TO DO:
Leave out any pictures and transcribe all other data below exactly.

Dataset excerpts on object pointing
####################
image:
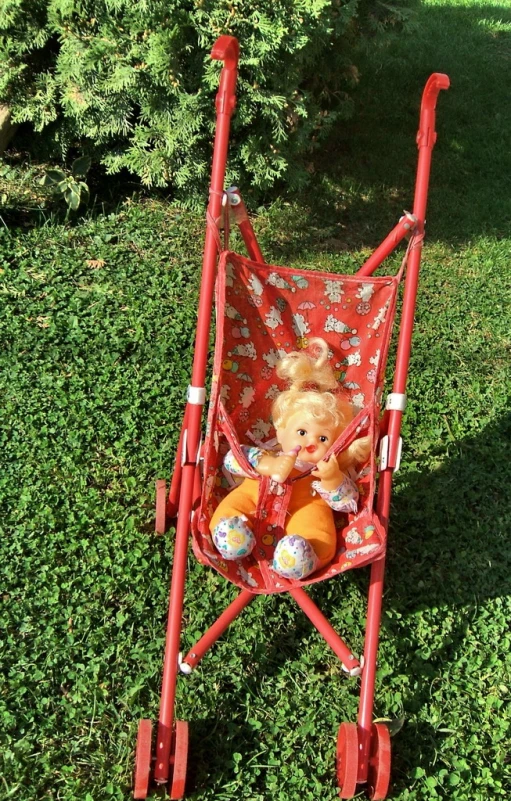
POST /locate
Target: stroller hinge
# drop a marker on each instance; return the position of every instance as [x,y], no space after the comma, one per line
[396,401]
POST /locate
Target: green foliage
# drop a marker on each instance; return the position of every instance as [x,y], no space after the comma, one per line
[73,190]
[135,81]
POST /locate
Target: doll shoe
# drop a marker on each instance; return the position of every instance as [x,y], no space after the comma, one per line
[233,537]
[294,557]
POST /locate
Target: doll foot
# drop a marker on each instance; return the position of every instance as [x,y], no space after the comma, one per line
[294,557]
[233,537]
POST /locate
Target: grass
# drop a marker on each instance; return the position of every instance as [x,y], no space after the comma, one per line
[97,325]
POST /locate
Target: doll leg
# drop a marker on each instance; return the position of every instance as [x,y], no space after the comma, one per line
[309,543]
[230,526]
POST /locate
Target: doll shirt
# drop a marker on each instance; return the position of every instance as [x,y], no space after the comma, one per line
[253,455]
[343,499]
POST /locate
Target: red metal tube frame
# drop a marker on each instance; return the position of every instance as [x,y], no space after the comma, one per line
[326,630]
[426,139]
[226,49]
[240,216]
[215,631]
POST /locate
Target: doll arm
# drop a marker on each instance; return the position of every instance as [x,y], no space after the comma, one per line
[277,467]
[253,456]
[342,499]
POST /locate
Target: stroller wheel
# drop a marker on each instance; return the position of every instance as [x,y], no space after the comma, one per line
[143,759]
[347,759]
[378,777]
[160,525]
[179,760]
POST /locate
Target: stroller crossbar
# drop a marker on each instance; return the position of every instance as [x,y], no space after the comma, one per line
[264,309]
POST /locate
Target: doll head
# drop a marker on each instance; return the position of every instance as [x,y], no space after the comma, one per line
[312,412]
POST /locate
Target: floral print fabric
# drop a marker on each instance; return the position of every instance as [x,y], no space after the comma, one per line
[263,312]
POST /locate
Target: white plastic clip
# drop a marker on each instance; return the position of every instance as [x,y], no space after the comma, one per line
[234,196]
[384,453]
[184,667]
[396,401]
[196,396]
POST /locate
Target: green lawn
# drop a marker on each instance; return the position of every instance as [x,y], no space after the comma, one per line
[97,325]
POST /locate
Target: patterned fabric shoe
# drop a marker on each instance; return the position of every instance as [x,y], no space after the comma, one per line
[233,537]
[294,557]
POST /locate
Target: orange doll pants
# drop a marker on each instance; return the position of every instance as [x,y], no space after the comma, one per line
[308,514]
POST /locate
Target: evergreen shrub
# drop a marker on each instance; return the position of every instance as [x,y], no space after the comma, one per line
[130,83]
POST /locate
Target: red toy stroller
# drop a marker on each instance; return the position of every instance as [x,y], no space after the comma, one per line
[261,310]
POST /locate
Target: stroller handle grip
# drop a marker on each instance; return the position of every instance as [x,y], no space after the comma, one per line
[426,136]
[434,85]
[226,49]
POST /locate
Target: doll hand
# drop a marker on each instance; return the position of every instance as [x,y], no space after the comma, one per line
[329,473]
[282,466]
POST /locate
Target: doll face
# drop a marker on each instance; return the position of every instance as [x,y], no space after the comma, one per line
[314,437]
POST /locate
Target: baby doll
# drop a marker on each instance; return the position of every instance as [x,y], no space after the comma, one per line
[308,417]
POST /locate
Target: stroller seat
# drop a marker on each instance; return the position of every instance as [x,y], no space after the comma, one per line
[263,312]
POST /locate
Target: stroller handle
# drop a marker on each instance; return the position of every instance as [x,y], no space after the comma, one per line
[426,136]
[226,49]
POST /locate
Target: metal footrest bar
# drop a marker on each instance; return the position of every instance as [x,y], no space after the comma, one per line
[336,643]
[208,639]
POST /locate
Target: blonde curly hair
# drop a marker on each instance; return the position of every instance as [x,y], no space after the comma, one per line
[314,390]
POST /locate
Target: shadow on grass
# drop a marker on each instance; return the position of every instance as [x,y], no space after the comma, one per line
####################
RESPONSE:
image:
POST /locate
Target: stroller hinge
# drop a marker on each instance; return the position of every instance as [x,y], no space after the comma, one per line
[396,401]
POST /locate
Target: green foliage
# drop a marker on each instance; return the position of every instance as [x,y], no space after the comma, one per line
[73,190]
[135,81]
POST /locate
Target: doll shoe
# drop a marker on each instance; return the position of every instance as [x,y], no space after the comma, one per line
[233,537]
[294,557]
POST /locate
Target: doll foot
# drop a marker on each instance; return the position of every instance as [x,y], no space after the comma, one per line
[294,557]
[233,537]
POST /locate
Target: grass
# drop a marker on each instance; return the position of every instance as [x,y], no space after the comma, one per line
[97,325]
POST /locate
Target: doll leg
# drop a marker on each instance; return the position of every instance as [x,y], no space after the comma, one per line
[309,543]
[230,526]
POST /locate
Target: doll shirt
# drop a marker on each instance; return the position of every instance as [x,y], no space after the comma, one per line
[253,455]
[343,499]
POST /locate
Target: red metal tube frame
# drop a marker on each instance; return the position of every instance as [x,y], no space after the comma, one per line
[326,630]
[426,139]
[226,49]
[240,216]
[215,631]
POST /locate
Target: doll arm
# drop a marker on each instance; return the position of every instance as [x,y], no space after the comma, one per line
[277,467]
[253,456]
[342,499]
POST /locate
Target: stroller wheel
# drop a marker on each instance; return the position of every instance as [x,y], no space after the comma, one per line
[143,759]
[347,759]
[378,777]
[160,525]
[179,760]
POST /locate
Target: stroller crossbar
# drop a marker on each instance; return the position of every instance as [x,y], no space after the comma, one per line
[264,309]
POST /locate
Target: doll head
# drop a marker on each instance; return the position of every instance as [x,y], no space after the comma, one per line
[312,412]
POST /locate
Target: floral print fabric
# drop a marker on each instance; return the position of every instance as [x,y], no space after the comma, one per line
[263,312]
POST /locate
Target: white plastic clip
# drop a marker on each instance; return the position of every instance as [x,y], no space after the comma, one per line
[234,196]
[384,453]
[184,667]
[396,401]
[196,396]
POST /locate
Target: green lawn
# drop a marker on each instance; return the position of every instance as [x,y], no space after the comma, one per line
[97,325]
POST /locate
Target: patterned fabric shoe
# drop a marker on each instance; return the position of every instance as [x,y], no space after the comma, one per line
[233,537]
[294,557]
POST /locate
Target: orange doll pants
# drop a marker on each instance; return the position of every instance as [x,y], no space after the comma, one per line
[308,514]
POST /locate
Target: evergreen shrub
# drop a marker on each instance; return the position of every instance as [x,y], no space after the comma, one per line
[130,83]
POST /locate
Target: red toy stroller
# drop a marker on each instance; return the position of every instance as [x,y], no space after the comma, one per line
[261,310]
POST /locate
Target: stroller handle grip
# drop a marker on each instance; return the position of every instance as [x,y], no space after the comma, one per line
[426,136]
[434,85]
[226,49]
POST /locate
Target: doll hand
# drop a marker on each instance; return the position of every instance as [x,y], no space after the comma, one per line
[329,473]
[282,466]
POST /locate
Target: doll face
# drop a marker on each instance; return the position of every instance as [x,y], no space after the comma, one per line
[314,437]
POST /locate
Target: baby doll
# drop a marker on each instance; return the position of every instance as [x,y], no space after the comma, one per line
[308,417]
POST /locate
Target: stroller seat
# drop a marker on each instance; return the position of every instance as [x,y], no space after the comma, one per line
[263,312]
POST /locate
Target: stroller handle
# drop a marker on each instance; return the position of every instance as [x,y], no space after the comma, one per line
[426,136]
[226,49]
POST /locate
Target: metal footrest bar
# drop a marker on each instance; return the position of every instance as [x,y], no space after the comma, one per line
[336,643]
[208,639]
POST /locate
Target: blonde curly hair
# drop a marker on each instance; return the position of every instance as [x,y], no space after the comma, one per line
[314,390]
POST /locate
Target: shadow on grass
# drop a marker on each instance; return the position of every instance as [x,y], no space after the comma, one per line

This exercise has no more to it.